──────── Provided passage

A group of Ohio Christian schools filed a lawsuit against their local health department over its order to close all schools serving students in grades seven through 12 for six weeks to stop the spread of the coronavirus.
The Ohio Christian Education Network, which describes itself as “a coalition of schools and community members who stand for freedom in education and want to support initiatives that prevent the government from intruding on the right of Christian schools to teach Gospel-centered principles,” joined with three Christian schools to file the lawsuit in federal court against the Toledo-Lucas County Health Department, alleging that the blanket school closures violate the freedom to worship guaranteed by the First Amendment.
“For many parents, teachers, and private school administrators, providing faith-based instruction is an act of worship,” the complaint, filed in the United States District Court for the Northern District of Ohio, says.
“First Amendment freedoms don’t go on a holiday break,” said Aaron Baer, president of Citizens for Community Values, which operates the Ohio Christian Education Network. “The Lucas County Health Department has not only violated the religious liberty rights of Christian schools and students by denying them the right to provide religious instruction, but they’ve threatened the mental health and futures of Lucas County children.”
Baer accused the Lucas County Health Department of abiding by double standards when it comes to coronavirus restrictions: “Despite all the medical evidence and experts that continue to say one of the safest places for children to be is in school, Lucas County has taken aggressive action to deny children the right to in-person education. Meanwhile, they’ve let casinos, strip clubs, liquor stores, and concerts continue. We cannot sit idly by while children and freedoms are being harmed.”
The complaint references comments made by Dr. Robert Redfield, the director of the Centers for Disease Control, who asserted that “the truth is, for kids K-12, one of the safest places they can be, from our perspective, is to remain in school,” describing it as “counterproductive … from a public health point of view, just in containing the epidemic, if there was an emotional response to say, ‘Let’s close the schools.’”
Baer elaborated on his concerns in a video published Tuesday: “This order is a direct affront to our First Amendment religious liberties. These schools are not just about forming children in their academic performance but also forming them in the image of God, teaching them religious instruction. It’s interwoven in everything they do, in all of their classes, just like our faith is for all Christians.”

────────────────
──────── Extracted information

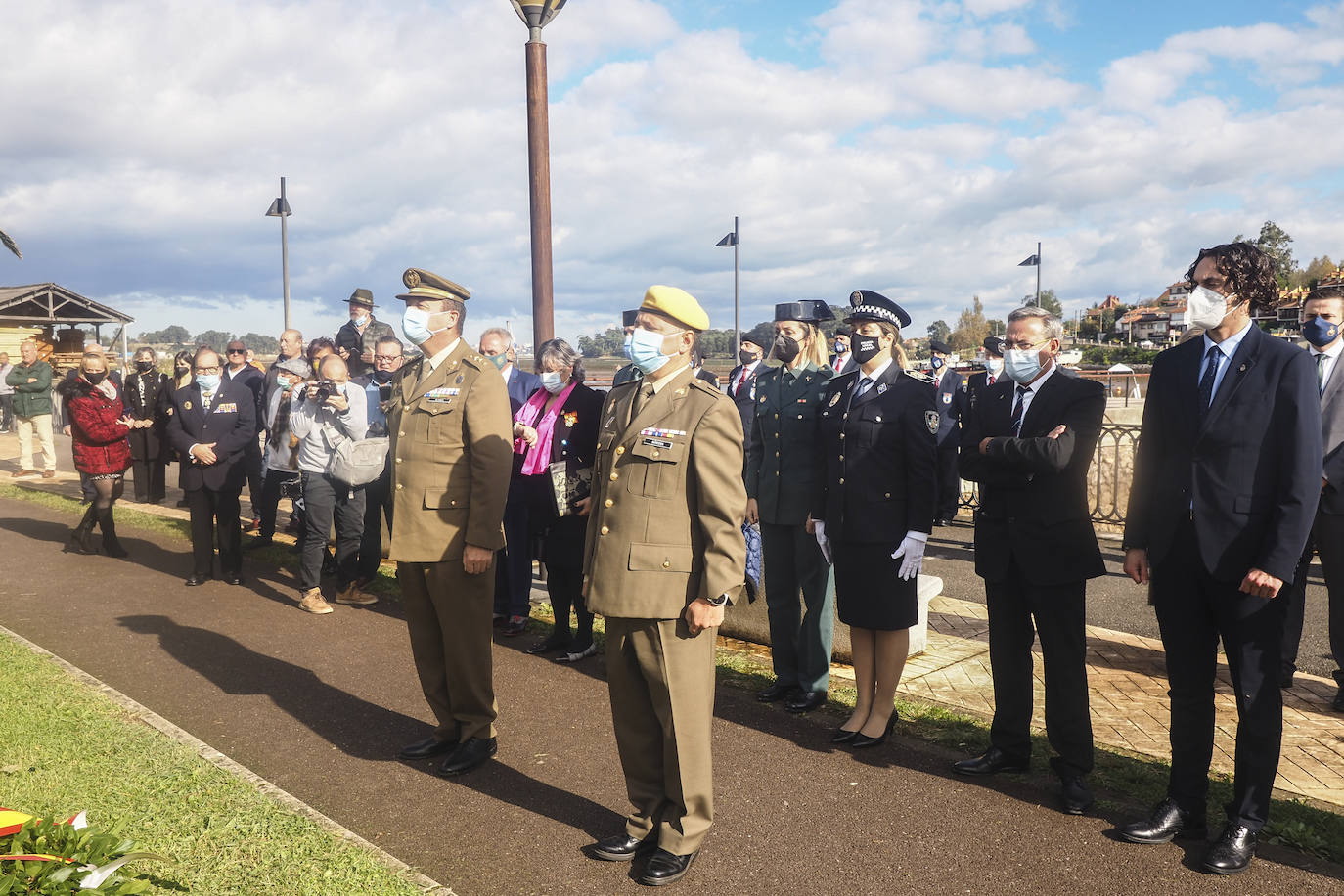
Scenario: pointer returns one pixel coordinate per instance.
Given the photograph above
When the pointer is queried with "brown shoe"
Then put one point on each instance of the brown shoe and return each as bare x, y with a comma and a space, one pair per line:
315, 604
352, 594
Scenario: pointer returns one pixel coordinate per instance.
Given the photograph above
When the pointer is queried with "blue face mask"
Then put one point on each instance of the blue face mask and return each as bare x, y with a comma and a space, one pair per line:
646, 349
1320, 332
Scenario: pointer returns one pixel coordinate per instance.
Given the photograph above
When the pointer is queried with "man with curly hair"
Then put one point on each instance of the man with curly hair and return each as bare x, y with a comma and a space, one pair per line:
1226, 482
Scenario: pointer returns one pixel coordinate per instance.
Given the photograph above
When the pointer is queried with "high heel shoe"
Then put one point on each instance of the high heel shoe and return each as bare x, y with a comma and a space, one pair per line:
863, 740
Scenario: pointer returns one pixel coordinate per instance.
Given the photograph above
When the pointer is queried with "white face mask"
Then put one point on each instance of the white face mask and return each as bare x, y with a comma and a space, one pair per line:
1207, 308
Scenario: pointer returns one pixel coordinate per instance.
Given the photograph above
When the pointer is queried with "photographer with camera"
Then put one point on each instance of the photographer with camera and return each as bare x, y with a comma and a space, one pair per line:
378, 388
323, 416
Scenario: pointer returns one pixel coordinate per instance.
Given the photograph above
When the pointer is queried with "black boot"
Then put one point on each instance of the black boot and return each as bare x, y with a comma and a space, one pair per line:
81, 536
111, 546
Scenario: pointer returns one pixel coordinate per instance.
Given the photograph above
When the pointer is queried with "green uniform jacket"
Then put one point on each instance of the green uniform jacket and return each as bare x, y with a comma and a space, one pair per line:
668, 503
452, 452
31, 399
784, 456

────────────────
──────── Extracted information

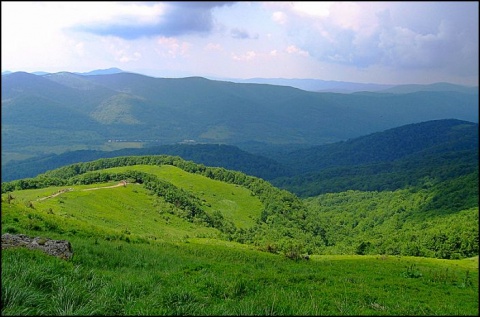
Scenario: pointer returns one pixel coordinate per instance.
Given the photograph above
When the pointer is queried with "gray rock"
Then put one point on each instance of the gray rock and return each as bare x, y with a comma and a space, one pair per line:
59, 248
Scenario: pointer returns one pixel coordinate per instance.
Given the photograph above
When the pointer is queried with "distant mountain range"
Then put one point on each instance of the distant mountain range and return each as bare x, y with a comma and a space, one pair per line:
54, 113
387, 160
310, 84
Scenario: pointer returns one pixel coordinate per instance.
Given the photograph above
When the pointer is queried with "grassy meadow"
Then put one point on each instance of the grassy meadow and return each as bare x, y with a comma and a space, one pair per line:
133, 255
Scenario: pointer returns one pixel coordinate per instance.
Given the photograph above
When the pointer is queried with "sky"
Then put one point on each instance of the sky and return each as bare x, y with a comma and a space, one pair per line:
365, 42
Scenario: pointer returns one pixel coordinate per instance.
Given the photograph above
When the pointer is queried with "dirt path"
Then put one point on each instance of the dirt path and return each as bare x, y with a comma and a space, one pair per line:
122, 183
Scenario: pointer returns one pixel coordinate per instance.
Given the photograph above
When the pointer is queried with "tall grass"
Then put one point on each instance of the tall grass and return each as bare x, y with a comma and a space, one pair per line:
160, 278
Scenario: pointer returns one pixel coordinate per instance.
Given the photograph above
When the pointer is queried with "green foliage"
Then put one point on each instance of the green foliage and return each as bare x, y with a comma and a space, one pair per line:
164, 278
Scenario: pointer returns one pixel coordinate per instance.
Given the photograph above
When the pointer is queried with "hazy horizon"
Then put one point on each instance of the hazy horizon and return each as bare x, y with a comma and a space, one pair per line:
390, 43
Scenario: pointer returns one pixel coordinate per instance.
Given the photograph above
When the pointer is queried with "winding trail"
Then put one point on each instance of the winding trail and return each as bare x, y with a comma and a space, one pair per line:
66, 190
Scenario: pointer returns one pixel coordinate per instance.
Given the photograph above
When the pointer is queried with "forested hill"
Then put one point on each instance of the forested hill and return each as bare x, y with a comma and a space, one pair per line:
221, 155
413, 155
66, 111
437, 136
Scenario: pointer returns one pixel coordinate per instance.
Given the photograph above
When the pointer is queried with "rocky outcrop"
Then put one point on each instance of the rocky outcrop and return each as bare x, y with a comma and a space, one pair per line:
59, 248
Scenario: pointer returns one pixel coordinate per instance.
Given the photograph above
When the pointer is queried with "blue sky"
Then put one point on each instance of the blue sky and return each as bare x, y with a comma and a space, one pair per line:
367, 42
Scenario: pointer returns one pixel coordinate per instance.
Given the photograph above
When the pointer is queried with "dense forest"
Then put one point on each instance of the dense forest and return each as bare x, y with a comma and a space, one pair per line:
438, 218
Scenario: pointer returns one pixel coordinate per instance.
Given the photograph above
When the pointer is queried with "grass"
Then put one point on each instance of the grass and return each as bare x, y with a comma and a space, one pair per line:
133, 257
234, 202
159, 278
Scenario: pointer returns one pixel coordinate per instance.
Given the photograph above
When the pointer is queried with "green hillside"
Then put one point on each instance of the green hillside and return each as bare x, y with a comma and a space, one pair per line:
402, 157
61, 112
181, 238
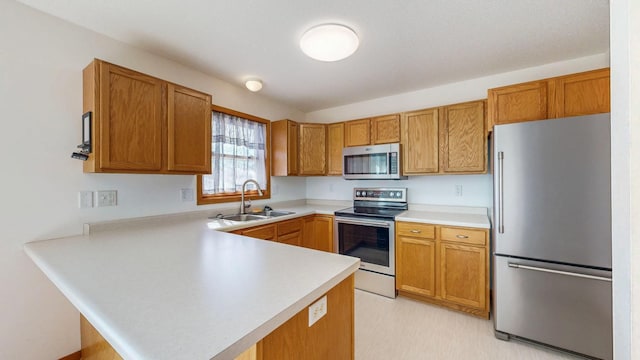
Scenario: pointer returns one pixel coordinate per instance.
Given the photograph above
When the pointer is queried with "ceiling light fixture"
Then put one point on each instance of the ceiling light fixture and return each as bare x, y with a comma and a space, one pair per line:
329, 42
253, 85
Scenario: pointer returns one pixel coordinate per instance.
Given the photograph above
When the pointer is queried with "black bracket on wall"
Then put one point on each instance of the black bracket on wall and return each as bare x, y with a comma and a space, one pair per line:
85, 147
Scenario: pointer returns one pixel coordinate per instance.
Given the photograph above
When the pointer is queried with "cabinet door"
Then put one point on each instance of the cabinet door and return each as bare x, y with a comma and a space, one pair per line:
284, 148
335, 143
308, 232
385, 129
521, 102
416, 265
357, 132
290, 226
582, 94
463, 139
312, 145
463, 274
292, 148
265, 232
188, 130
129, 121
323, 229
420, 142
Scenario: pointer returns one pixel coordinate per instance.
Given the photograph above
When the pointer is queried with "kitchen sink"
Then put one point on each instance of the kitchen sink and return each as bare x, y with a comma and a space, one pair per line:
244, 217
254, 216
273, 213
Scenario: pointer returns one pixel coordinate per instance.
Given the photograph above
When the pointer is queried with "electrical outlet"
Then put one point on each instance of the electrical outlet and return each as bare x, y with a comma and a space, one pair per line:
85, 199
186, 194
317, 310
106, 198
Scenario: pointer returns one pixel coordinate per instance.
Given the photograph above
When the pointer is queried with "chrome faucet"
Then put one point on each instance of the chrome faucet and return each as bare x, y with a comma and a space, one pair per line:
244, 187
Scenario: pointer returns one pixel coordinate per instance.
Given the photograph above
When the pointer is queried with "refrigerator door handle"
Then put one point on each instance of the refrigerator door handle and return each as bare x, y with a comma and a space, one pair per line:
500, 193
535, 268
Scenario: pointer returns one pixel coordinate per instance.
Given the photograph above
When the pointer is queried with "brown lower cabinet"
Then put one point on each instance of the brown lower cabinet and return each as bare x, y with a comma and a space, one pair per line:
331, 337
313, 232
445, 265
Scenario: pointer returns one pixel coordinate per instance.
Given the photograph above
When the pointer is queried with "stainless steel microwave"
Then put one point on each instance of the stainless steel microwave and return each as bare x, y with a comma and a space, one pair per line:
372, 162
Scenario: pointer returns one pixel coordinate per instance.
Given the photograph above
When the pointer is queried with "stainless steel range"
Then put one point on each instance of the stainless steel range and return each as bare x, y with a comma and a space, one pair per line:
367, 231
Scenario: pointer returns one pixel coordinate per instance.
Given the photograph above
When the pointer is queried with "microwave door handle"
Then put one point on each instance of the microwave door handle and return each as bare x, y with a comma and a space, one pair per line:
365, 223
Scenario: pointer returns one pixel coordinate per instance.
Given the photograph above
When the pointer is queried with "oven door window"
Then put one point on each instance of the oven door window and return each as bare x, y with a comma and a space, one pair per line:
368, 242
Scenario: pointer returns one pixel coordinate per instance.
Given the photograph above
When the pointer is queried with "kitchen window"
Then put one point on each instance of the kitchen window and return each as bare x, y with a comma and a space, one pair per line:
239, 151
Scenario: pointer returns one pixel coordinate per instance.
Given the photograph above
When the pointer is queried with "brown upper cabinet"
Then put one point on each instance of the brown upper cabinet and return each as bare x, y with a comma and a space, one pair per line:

────────────────

(Assigned task): From the article above on the Ohio Christian schools' lawsuit, pull out everything from "A group of Ohio" down to "of the coronavirus.".

(Solution to the exercise):
A group of Ohio Christian schools filed a lawsuit against their local health department over its order to close all schools serving students in grades seven through 12 for six weeks to stop the spread of the coronavirus.